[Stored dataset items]
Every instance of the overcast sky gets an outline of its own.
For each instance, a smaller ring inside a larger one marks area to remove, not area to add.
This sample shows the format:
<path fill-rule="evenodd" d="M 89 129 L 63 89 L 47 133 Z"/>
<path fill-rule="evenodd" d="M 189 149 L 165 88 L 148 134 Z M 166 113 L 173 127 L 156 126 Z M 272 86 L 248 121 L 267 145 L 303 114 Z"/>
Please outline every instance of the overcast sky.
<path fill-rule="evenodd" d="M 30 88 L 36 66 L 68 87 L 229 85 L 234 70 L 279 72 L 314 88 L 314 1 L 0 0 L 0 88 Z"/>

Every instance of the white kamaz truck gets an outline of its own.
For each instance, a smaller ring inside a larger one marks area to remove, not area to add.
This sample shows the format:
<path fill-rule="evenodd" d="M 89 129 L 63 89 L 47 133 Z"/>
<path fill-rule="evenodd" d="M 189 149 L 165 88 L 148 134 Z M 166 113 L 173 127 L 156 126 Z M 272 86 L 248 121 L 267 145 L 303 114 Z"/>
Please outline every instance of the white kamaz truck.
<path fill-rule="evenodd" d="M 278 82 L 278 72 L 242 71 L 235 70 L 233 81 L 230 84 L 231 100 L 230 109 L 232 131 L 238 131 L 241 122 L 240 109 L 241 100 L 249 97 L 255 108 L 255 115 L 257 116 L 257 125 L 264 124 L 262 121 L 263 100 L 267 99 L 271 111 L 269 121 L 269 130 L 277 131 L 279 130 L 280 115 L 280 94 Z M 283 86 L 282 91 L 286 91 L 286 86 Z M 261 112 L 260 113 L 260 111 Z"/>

**Short task:**
Can you express all of the material above as a two-column CSV with the columns "prompt" and "outline"? Give one row per request, with its full text and its answer each in a single quoted field and every line break replaced by a space.

**Solution:**
prompt,outline
"Every instance of the overcast sky gets an outline of its own. For each instance, a smaller ring inside a larger one marks area to remove, not area to add. This sample shows the format: <path fill-rule=""evenodd"" d=""M 89 129 L 63 89 L 47 133 Z""/> <path fill-rule=""evenodd"" d=""M 189 149 L 165 88 L 148 134 Z M 166 113 L 173 127 L 156 126 Z M 272 86 L 248 121 L 267 145 L 303 114 Z""/> Please outline every instance of the overcast sky.","<path fill-rule=""evenodd"" d=""M 30 88 L 36 66 L 68 87 L 229 85 L 234 70 L 279 72 L 314 88 L 314 1 L 0 0 L 0 88 Z""/>"
"Every instance of the white kamaz truck gets an outline of its own. For each instance, a smaller ring inside a larger one marks area to remove, not area to add. This sample shows the format: <path fill-rule=""evenodd"" d=""M 89 129 L 63 89 L 47 133 Z""/> <path fill-rule=""evenodd"" d=""M 189 149 L 165 88 L 148 134 Z M 166 113 L 173 127 L 156 126 Z M 272 86 L 248 121 L 267 145 L 303 114 Z""/> Please outline every instance of the white kamaz truck.","<path fill-rule=""evenodd"" d=""M 278 82 L 278 72 L 242 71 L 235 70 L 233 81 L 230 84 L 231 100 L 230 109 L 232 131 L 238 131 L 241 122 L 240 109 L 241 100 L 249 97 L 255 108 L 255 115 L 257 116 L 257 125 L 264 124 L 262 121 L 263 100 L 267 99 L 271 111 L 269 121 L 269 130 L 277 131 L 279 130 L 280 115 L 280 94 Z M 283 86 L 282 91 L 286 91 L 286 86 Z M 261 112 L 260 113 L 260 111 Z""/>"